*Text shown*:

My mum and I sat in our tent and were reading each other trivia as it got dark; and we could hear commercial and airshow traffic still coming in to the airport. That added to the excitement– I couldn’t wait to see all these aircraft that I was hearing! Around 22:00, we heard something new. It was the sound of rotors. It was quite loud, and we were sure it must be overhead but it only got louder and louder! Soon it was deafening and we could feel the ground shaking– it must have been a huge helicopter, and it must have been low! Whatever it was came overhead a second time, and it was actually quite scary because we couldn’t see it; we could only hear and feel the power coming from it.
There were a few choppers at London, but they were small and not terribly loud (relatively speaking!). This MH-53E Sea Dragon of the US Navy has to have been what flew over us late on Friday!
The Sea Dragon is a less-common variant of the Super Stallion; America’s largest helicopter. It is also related to the Pave Low helicopter, which those of younger generations may know from Modern Warfare 3. The Super Stallion and its variants are often used for heavy-lift duties; with an external payload of 36,000 lbs they can easily transport pairs of Humvees and even CH-47 Chinooks– which are not exactly small helicopters themselves!
The main rotor assembly of the Sea Dragon. At work at Mitsubishi, I get to see plenty of cars disassembled which is very cool. I only wish I could get a closer look at the mechanical parts of an aircraft like this!!
This chopper is the definition of imposing. It was incredible!
I also got to see some old favourites on the tarmac– like the Harvard. Used as a trainer during World War II, the Harvard has always been my favourite plane. I adore the distinctive yellow livery, the snubbed nose, the growling sound… Someday I am going to fly one of these!!
The Harvard is just so nice!
Along with the familiar planes, there were many which were much more exotic. One was a B-1 Lancer bomber from Texas! The B-1 is a really elegant aircraft; nothing like the monstrous B-52 Stratofortress it was originally meant to replace. It is a supersonic variable-geometry aircraft which during the Cold War was capable of carrying nuclear ordnance; and although its role has changed greatly throughout its life, it remains a reliable and versatile heavy bomber.
Although the B-1 is a large aircraft (its extended wingspan is 137 feet), it’s also very beautiful
Close-up of the variable-sweep wing where it meets the fuselage. Here the wings are unswept; a configuration which is better suited to low speed performance.
The Americans really pulled out all the stops for Airshow London– without them, it wouldn’t have been half the show it was. The USAF, US Navy, US Coast Guard, and US National Guard were all represented. At the static displays, the aircrew were on hand to talk to visitors about both their aircraft and their own personal experiences in them; which gave the airshow a human side.
A US Navy E-2C Hawkeye, quite an unusual-looking plane.
The radar dome mounted on the Hawkeye’s fuselage is what gives this aircraft its unique early warning capabilities. The multiple vertical stabilisers are another unusual distinguishing feature.

*Challenge 1*: According to the airshow account, what external payload can the Super Stallion and its variants carry?
*Challenge 2*: Reproduce the entries word for word, from the start of the entries up to and including the line that contains "pixel 240 425".
The airshow account and the entries that follow it are unrelated to each other.

*Provided data*:
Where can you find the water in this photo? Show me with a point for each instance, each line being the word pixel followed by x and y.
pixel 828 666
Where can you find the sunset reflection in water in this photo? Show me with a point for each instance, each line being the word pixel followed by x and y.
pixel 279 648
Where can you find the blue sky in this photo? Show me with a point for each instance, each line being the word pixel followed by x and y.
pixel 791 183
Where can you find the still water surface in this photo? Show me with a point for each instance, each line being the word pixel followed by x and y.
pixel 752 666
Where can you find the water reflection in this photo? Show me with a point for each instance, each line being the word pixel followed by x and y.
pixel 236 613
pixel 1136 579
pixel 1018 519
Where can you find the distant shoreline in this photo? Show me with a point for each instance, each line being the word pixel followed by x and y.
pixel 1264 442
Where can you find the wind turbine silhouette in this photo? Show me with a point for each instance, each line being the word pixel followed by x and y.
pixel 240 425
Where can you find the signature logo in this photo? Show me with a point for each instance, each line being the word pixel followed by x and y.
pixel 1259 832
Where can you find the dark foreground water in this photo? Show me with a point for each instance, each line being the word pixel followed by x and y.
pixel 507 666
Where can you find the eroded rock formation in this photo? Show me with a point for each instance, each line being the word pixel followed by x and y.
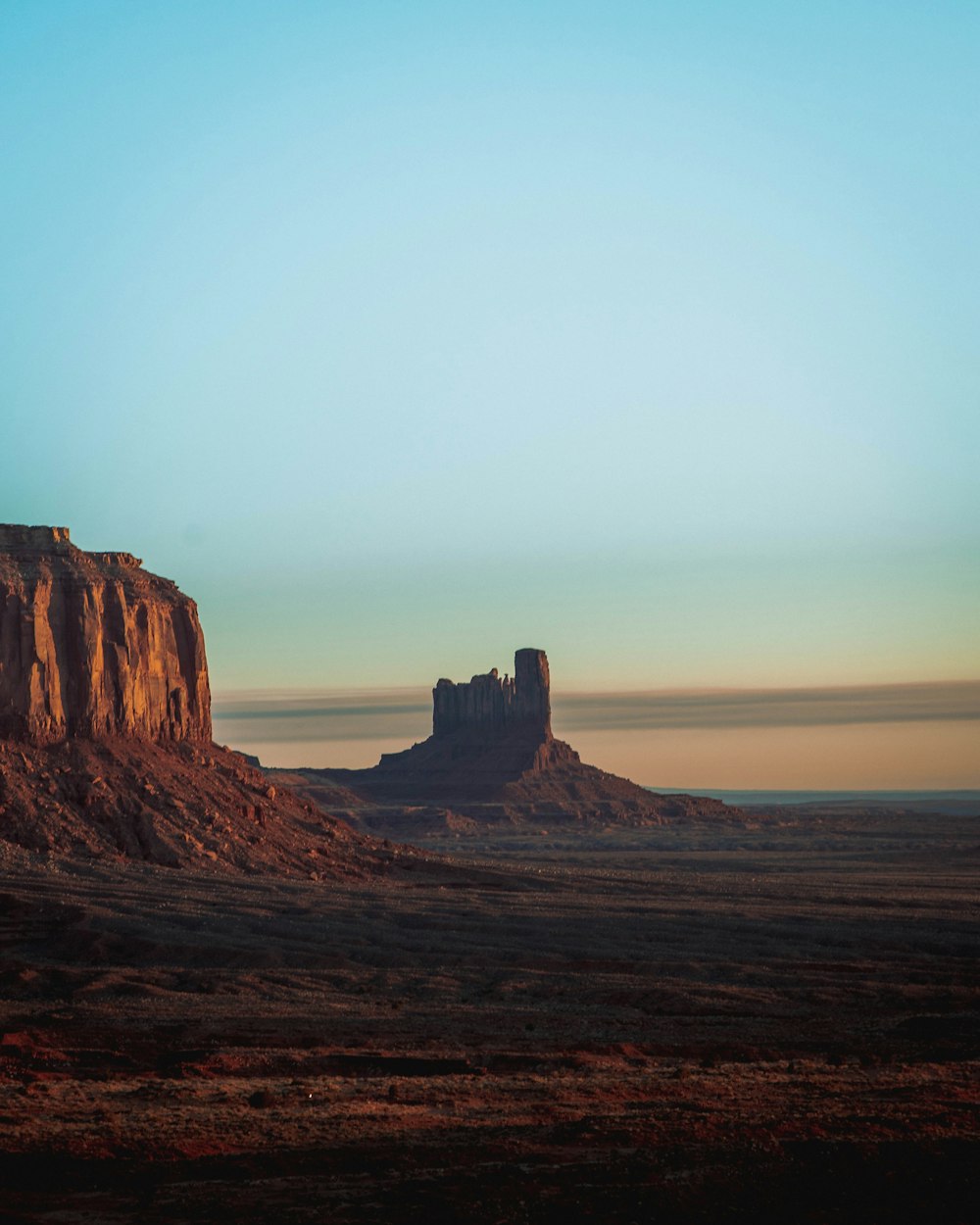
pixel 490 706
pixel 493 756
pixel 91 645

*Solution 1*: 36,000 lbs

*Solution 2*:
Where can you find the water in this photo? Show me with a point for each instance, each line being the word pixel followed by x and y.
pixel 828 666
Where can you find the sunset reflection in water in this photo? Show me with a point for each instance, each line being the word pixel followed by x and y.
pixel 279 648
Where can you find the blue sky in this photo? Show me with a point for each instance, each line being the word pixel followed by x and y.
pixel 791 183
Where can you find the still water surface in this photo? Show me with a point for each instance, each line being the word pixel followed by x and y.
pixel 752 666
Where can you find the water reflection in this photo? Show me with a point for each instance, each line being the word pixel followed by x and y.
pixel 236 613
pixel 1136 579
pixel 1018 519
Where can you find the distant shoreline in this photo? Show me with a point for each instance, each line being the word pixel followed by x and y.
pixel 1264 442
Where can you find the wind turbine silhouette in this photo? Show me with a point for each instance, each line being the word pixel followed by x and y.
pixel 240 425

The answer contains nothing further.